**Work task A**
Condense the paragraph of the KaDeWe jewelry heist article that begins "It's an idea beloved by screenwriters" into a shorter version that keeps its main facts.
**Work task B**
Write the next part of the KaDeWe jewelry heist article, continuing from its final paragraph.

(Extract provided begins)

It's an idea beloved by screenwriters: the perfect crime. But in Hollywood movies, even the cleverest plot is usually derailed by an unforeseen hitch. Now a real-life heist in Germany seems to have flouted that rule along with its moral subtext that crime doesn't pay. In January, $6.8 million worth of jewelry was snatched from the cases of Kaufhaus des Westens, a luxurious seven-story department store universally known as KaDeWe and as much a Berlin landmark as the Victory Column and the Brandenburg Gate. Three masked, gloved thieves were caught on surveillance cameras sliding down ropes from the store's skylights, outsmarting its sophisticated security system.
That night they got away, but they did leave evidence: DNA, found in a drop of sweat on a latex glove discarded next to a rope ladder used to reach the ground floor. Police ran the material through the German crime database. And they got a hit two in fact. (See pictures of money being printed in Germany.)
The computer identified 27-year-old identical twins Hassan and Abbas O. (under German law they cannot be named in full). The unemployed and Lebanese-born brothers have lived in the northern German state of Lower Saxony since age 1 but still have not been granted permanent residency. They have criminal records for theft and fraud. (See pictures of the annual Twins Days festival.)

(Extract provided ends)
(Raw data begins)

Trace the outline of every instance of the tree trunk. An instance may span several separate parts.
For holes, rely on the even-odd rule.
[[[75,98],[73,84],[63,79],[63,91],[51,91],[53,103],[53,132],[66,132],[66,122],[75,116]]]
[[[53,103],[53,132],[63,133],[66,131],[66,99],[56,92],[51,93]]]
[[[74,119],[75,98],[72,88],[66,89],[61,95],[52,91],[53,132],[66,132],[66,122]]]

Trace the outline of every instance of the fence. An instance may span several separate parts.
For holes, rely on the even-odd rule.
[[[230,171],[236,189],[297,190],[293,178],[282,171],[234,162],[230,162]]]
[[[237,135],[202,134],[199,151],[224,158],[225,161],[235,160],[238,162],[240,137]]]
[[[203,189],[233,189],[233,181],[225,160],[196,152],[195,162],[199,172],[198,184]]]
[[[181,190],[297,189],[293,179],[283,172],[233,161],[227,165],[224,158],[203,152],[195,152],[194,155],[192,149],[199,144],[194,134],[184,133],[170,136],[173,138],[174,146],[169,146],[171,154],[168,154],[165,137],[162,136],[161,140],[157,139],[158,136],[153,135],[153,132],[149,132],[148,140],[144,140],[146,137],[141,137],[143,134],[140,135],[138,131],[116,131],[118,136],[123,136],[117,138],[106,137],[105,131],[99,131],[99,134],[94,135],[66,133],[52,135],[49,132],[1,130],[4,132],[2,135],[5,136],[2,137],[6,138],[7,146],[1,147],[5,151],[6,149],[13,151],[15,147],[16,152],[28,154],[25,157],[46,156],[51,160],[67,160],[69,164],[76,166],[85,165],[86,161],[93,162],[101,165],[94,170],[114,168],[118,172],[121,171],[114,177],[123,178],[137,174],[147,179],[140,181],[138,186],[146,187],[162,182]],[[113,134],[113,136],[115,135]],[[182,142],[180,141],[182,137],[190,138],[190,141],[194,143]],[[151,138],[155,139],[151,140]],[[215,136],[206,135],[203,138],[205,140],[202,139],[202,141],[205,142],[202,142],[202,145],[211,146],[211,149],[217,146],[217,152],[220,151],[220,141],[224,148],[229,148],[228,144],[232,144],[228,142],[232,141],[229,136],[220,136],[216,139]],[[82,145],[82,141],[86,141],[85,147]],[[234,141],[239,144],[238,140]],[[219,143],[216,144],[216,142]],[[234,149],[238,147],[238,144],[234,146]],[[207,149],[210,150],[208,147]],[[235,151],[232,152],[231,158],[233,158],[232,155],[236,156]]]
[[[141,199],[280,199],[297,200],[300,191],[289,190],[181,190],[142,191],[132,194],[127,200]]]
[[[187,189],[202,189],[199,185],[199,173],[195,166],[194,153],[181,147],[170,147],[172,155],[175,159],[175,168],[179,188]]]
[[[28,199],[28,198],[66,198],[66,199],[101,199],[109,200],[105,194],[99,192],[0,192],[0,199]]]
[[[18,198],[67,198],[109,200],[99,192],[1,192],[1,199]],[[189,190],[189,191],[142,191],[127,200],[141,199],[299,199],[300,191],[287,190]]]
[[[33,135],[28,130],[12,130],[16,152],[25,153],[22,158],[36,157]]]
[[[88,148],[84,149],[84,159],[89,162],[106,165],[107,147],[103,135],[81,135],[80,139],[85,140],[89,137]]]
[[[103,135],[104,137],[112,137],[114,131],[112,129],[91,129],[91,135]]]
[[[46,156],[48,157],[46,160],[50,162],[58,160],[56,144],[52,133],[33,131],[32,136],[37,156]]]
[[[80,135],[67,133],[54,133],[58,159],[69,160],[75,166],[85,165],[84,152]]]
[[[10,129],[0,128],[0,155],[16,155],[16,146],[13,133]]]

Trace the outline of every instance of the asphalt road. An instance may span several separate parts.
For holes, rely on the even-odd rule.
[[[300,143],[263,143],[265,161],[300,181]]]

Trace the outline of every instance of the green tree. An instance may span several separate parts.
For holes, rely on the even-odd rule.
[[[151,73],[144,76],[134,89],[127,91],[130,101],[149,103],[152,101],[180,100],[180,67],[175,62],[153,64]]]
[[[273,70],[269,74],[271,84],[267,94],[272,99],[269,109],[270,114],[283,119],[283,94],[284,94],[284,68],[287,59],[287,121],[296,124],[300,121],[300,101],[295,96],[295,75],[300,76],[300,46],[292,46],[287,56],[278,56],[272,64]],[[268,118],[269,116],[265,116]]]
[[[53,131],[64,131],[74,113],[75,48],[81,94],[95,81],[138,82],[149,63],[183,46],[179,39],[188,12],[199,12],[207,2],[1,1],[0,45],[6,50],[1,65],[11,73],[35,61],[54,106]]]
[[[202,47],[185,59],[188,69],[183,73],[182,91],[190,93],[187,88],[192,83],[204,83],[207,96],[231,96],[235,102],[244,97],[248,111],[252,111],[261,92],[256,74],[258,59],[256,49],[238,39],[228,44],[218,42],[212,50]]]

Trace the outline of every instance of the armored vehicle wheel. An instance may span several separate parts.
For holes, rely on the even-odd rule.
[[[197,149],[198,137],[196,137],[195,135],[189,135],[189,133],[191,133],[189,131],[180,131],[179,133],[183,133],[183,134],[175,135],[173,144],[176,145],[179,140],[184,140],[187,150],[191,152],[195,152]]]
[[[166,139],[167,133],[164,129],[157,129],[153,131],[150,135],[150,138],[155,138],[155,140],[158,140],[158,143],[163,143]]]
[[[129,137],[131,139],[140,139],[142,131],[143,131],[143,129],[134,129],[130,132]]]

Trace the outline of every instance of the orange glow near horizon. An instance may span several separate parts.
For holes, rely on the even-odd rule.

(Raw data ends)
(Raw data begins)

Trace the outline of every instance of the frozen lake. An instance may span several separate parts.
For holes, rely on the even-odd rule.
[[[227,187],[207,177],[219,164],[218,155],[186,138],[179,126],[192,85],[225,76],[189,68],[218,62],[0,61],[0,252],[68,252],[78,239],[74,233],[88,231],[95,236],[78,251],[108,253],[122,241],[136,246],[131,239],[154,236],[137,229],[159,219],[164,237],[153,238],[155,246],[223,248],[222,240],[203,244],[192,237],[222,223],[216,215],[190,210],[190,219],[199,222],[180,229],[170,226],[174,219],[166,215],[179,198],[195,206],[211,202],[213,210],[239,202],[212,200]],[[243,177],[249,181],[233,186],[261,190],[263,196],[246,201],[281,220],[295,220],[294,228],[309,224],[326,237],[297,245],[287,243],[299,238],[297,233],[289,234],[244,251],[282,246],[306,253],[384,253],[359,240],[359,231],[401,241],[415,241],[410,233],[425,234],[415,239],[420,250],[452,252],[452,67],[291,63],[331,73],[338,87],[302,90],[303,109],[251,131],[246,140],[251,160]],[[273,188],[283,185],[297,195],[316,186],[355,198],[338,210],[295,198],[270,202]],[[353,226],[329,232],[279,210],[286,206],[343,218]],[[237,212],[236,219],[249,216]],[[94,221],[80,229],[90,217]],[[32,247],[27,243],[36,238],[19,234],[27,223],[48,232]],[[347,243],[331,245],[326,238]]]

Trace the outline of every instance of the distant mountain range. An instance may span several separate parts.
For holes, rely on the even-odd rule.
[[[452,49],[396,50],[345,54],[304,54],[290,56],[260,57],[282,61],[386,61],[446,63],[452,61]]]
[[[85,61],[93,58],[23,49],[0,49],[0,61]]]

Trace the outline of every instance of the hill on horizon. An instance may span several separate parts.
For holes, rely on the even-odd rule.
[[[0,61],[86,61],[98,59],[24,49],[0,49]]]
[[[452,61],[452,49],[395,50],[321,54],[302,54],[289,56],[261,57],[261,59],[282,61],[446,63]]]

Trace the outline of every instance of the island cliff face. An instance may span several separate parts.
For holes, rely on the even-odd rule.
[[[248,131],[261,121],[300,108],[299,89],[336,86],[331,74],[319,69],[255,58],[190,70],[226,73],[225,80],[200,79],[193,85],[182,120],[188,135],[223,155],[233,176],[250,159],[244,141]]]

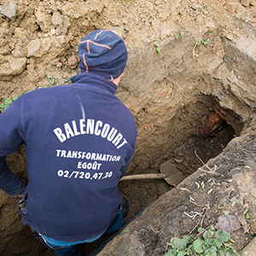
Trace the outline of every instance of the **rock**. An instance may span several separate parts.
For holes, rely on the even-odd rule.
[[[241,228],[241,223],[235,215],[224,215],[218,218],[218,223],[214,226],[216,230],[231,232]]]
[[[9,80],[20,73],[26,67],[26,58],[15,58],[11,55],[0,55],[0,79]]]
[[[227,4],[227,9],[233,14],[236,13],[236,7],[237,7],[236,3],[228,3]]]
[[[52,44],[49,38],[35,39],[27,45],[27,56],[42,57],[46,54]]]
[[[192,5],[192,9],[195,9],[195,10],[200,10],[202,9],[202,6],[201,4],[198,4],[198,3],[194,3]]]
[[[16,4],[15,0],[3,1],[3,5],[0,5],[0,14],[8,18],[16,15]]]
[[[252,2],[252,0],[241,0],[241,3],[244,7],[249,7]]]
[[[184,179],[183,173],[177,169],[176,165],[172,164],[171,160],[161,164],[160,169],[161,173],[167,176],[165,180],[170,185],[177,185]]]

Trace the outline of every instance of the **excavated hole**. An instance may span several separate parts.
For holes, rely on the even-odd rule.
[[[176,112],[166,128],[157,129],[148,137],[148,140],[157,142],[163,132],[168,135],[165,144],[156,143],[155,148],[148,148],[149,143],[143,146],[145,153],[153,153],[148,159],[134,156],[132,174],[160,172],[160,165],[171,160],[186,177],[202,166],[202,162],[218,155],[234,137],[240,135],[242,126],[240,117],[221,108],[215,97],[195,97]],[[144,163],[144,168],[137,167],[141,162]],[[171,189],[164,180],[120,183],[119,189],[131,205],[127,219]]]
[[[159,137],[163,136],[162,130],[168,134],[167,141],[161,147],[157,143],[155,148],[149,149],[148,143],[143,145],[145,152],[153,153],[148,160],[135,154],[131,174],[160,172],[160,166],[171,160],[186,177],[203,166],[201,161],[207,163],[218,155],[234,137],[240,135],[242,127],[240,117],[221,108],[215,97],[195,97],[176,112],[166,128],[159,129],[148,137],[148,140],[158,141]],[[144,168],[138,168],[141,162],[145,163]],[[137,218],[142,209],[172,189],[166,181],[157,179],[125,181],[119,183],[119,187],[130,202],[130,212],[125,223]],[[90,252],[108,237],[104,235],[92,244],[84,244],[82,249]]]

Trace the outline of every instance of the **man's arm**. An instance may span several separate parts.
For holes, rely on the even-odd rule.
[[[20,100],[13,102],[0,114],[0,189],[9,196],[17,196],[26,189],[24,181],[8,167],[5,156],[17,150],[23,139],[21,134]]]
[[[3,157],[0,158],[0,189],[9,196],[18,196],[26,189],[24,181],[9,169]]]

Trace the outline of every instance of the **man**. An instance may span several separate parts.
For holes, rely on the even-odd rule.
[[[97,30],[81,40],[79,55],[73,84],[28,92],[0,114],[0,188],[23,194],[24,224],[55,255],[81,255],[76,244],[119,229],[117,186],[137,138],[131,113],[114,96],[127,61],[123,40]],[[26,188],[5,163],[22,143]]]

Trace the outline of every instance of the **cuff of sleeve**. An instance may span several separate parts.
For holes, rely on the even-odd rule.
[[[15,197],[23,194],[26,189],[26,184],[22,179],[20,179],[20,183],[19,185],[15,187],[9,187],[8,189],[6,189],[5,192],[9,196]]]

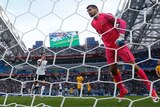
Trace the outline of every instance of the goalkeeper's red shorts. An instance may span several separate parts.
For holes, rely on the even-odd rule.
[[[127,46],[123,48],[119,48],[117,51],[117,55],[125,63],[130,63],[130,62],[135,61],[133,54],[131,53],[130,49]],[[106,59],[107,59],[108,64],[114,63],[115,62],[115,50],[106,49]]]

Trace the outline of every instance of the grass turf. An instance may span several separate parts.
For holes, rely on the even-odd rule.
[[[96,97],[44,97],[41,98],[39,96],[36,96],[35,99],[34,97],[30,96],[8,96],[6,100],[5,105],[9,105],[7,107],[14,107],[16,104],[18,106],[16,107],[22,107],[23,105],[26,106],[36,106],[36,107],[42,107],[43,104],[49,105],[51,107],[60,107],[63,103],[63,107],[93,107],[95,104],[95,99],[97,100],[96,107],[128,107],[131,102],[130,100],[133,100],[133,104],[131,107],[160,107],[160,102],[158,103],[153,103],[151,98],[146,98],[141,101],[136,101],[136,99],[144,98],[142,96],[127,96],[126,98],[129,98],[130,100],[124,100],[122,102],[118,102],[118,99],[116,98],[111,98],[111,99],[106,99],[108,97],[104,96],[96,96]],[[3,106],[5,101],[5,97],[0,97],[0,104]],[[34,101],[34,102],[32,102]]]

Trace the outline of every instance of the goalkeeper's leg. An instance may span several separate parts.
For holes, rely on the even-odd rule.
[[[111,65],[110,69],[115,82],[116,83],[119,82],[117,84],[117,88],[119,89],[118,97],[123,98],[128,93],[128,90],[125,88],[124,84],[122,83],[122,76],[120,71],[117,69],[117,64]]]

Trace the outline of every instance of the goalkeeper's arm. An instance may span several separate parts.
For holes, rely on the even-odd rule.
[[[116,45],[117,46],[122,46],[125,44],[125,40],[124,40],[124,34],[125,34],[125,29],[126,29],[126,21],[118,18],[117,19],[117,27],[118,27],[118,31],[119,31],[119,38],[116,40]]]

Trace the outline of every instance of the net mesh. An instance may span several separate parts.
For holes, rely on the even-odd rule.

(Raw data ends)

**Expected answer A**
Hollywood loves the perfect crime but usually has it foiled by an unforeseen hitch. A real heist in Germany seems to break that rule and its lesson that crime doesn't pay. In January, three masked, gloved thieves took $6.8 million in jewelry from KaDeWe, Berlin's luxurious seven-story department store and a landmark as famous as the Victory Column and the Brandenburg Gate. Surveillance cameras showed them sliding down ropes from the skylights, beating the store's sophisticated security system.

**Expected answer B**
Police arrested the brothers on Feb. 11 in a gambling arcade and charged both with burglary, an offense that carries a potential 10-year prison sentence. But on March 18, before the case went to trial, they were released. The twins who have made no comment on the charges "are laughing at the rule of law in this country," opined Germany's mass-market daily Bild.
Here's the joke: the authorities had no choice, as the court ruling made clear: "From the evidence we have, we can deduce that at least one of the brothers took part in the crime, but it has not been possible to determine which one." Identical twins share 99.99% of their genetic information, and the tiny differences are impossible to isolate because of their nature; they tend to be spontaneous mutations limited to certain organs or tissues. "Identifying those [differences] would amount to dissecting the suspects," says Peter M. Schneider, a University of Cologne forensic expert. "Our hands are tied in a case like this," says criminal-law expert Hans-Ullrich Paeffgen of Bonn University. "The law doesn't allow us to detain someone indefinitely just because he is suspected of a crime. This may be different elsewhere. But I'd rather live in a country where someone guilty is not convicted for lack of conclusive evidence than in a place where innocent people are locked up."
This isn't the first time an identical twin has proved impossible to pin down. The genetic material can thwart paternity tests if both twins claim or deny fathering a child. In the U.S., a jury in a rape trial in Houston deadlocked in 2005 when the DNA recovered at the crime scene matched identical twins who had kidnapped their victim together. A year earlier in Boston, a suspected rapist blamed his identical twin when confronted with the matching DNA. Although he was already serving a sentence for a rape conviction, the jury could not agree on a verdict, and the judge declared a mistrial. Earlier this year, an identical twin suspected of drug-smuggling and sentenced to death in Malaysia was set free when the court could not prove beyond doubt whether he or his brother had committed the crime. (Read a TIME cover story on DNA.)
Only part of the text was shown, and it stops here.